§ **Requirement 1**:
Decide whether each statement about the deepfake detection paper below agrees with it: (a) the proposed network has only 0.48M parameters; (b) the experiments use four benchmark datasets; (c) previous studies commonly use one sub-model to learn both audio and visual features. Answer yes or no for each, and quote the words of the paper that decide it.
§ **Requirement 2**:
Continue the deepfake detection paper below, picking up after its final sentence.

Lightweight Joint Audio-Visual Deepfake Detection via Single-Stream Multi-Modal Learning Framework

Authors: Kuiyuan Zhang, Wenjie Pei, Rushi Lan, Yifang Guo, Zhongyun Hua

Published: 2025-06-09 02:13:04+00:00

AI Summary

This paper proposes SS-AVD, a lightweight single-stream multi-modal network for joint audio-visual deepfake detection, addressing the limitations of previous multi-stream models that underutilize audio-visual correlations and are computationally inefficient. It introduces a collaborative audio-visual learning (CAVL) block for continuous multi-modal feature fusion and a multi-modal classification module for enhanced robustness. The SS-AVD achieves superior detection performance across various deepfake types while being significantly more lightweight than state-of-the-art methods.

Abstract

Deepfakes are AI-synthesized multimedia data that may be abused for spreading misinformation. Deepfake generation involves both visual and audio manipulation. To detect audio-visual deepfakes, previous studies commonly employ two relatively independent sub-models to learn audio and visual features, respectively, and fuse them subsequently for deepfake detection. However, this may underutilize the inherent correlations between audio and visual features. Moreover, utilizing two isolated feature learning sub-models can result in redundant neural layers, making the overall model inefficient and impractical for resource-constrained environments. In this work, we design a lightweight network for audio-visual deepfake detection via a single-stream multi-modal learning framework. Specifically, we introduce a collaborative audio-visual learning block to efficiently integrate multi-modal information while learning the visual and audio features. By iteratively employing this block, our single-stream network achieves a continuous fusion of multi-modal features across its layers. Thus, our network efficiently captures visual and audio features without the need for excessive block stacking, resulting in a lightweight network design. Furthermore, we propose a multi-modal classification module that can boost the dependence of the visual and audio classifiers on modality content. It also enhances the whole resistance of the video classifier against the mismatches between audio and visual modalities. We conduct experiments on the DF-TIMIT, FakeAVCeleb, and DFDC benchmark datasets. Compared to state-of-the-art audio-visual joint detection methods, our method is significantly lightweight with only 0.48M parameters, yet it achieves superiority in both uni-modal and multi-modal deepfakes, as well as in unseen types of deepfakes.

§ **Information shown**:
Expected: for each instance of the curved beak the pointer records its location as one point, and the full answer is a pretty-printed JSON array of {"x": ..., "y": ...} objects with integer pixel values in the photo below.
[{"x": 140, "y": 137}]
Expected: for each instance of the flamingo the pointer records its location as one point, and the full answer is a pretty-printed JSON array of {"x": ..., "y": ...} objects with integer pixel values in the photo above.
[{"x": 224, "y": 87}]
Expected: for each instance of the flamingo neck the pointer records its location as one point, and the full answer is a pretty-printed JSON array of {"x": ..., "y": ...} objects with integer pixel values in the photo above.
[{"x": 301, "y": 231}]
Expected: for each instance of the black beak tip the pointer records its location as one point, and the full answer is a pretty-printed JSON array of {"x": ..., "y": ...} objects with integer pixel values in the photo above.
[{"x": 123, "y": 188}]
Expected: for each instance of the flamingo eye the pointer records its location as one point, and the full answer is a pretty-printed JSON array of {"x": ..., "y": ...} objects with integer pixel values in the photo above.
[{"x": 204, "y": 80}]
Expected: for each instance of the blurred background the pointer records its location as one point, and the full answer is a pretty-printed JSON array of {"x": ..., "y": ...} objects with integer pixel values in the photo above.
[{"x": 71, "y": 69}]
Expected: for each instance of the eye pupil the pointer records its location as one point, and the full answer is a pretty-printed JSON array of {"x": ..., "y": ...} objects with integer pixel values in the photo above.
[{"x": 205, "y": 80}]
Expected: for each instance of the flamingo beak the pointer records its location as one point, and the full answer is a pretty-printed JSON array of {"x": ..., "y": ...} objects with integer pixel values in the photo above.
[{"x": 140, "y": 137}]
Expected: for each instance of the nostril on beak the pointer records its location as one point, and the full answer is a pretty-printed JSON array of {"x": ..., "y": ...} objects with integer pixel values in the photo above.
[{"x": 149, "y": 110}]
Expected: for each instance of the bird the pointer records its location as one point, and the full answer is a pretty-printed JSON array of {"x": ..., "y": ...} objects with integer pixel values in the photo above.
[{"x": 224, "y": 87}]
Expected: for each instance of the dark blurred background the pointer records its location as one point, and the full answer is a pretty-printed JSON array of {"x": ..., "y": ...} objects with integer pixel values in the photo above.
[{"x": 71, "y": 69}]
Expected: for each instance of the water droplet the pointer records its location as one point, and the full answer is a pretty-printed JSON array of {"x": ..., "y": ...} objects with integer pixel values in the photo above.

==

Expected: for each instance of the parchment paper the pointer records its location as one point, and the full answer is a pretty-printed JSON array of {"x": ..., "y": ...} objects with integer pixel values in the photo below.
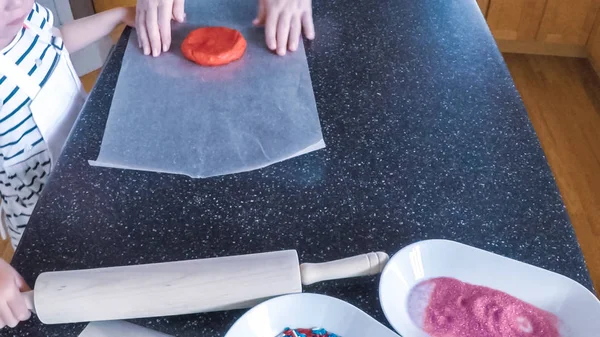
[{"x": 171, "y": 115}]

§ **Response 1**:
(a) Yes: "our method is significantly lightweight with only 0.48M parameters"
(b) No: "We conduct experiments on the DF-TIMIT, FakeAVCeleb, and DFDC benchmark datasets."
(c) No: "previous studies commonly employ two relatively independent sub-models to learn audio and visual features, respectively"

§ **Response 2**:
Key findings
The SS-AVD achieves superior deepfake detection accuracy and AUC scores across uni-modal and multi-modal deepfakes, as well as unseen types, on DF-TIMIT, FakeAVCeleb, and DFDC datasets. It is significantly lightweight with only 0.48M parameters, which is substantially fewer than comparable state-of-the-art audio-visual joint detection methods (typically >5M parameters).
Approach
The proposed SS-AVD employs a single-stream multi-modal learning framework that iteratively fuses audio and visual features across its layers using a Collaborative Audio-Visual Learning (CAVL) block. This block integrates a Visual Preprocessing Module (VPM) and a Self-Attention Based Audio-Visual Module (SAAVM) to efficiently learn interactive features. Furthermore, a multi-modal classification module with Multi-Modal Style-Shuffle Augmentation (MMSSA) and Latent-Shuffle Augmentation (LSA) strategies is used to boost content dependence and enhance robustness against modality mismatches.
Datasets
DF-TIMIT, FakeAVCeleb, DFDC, VoxCeleb2 (for complementing FakeAVCeleb)
Model(s)
SS-AVD (a custom lightweight network), which includes a Collaborative Audio-Visual Learning (CAVL) block comprising a Visual Preprocessing Module (VPM) and a Self-Attention Based Audio-Visual Module (SAAVM).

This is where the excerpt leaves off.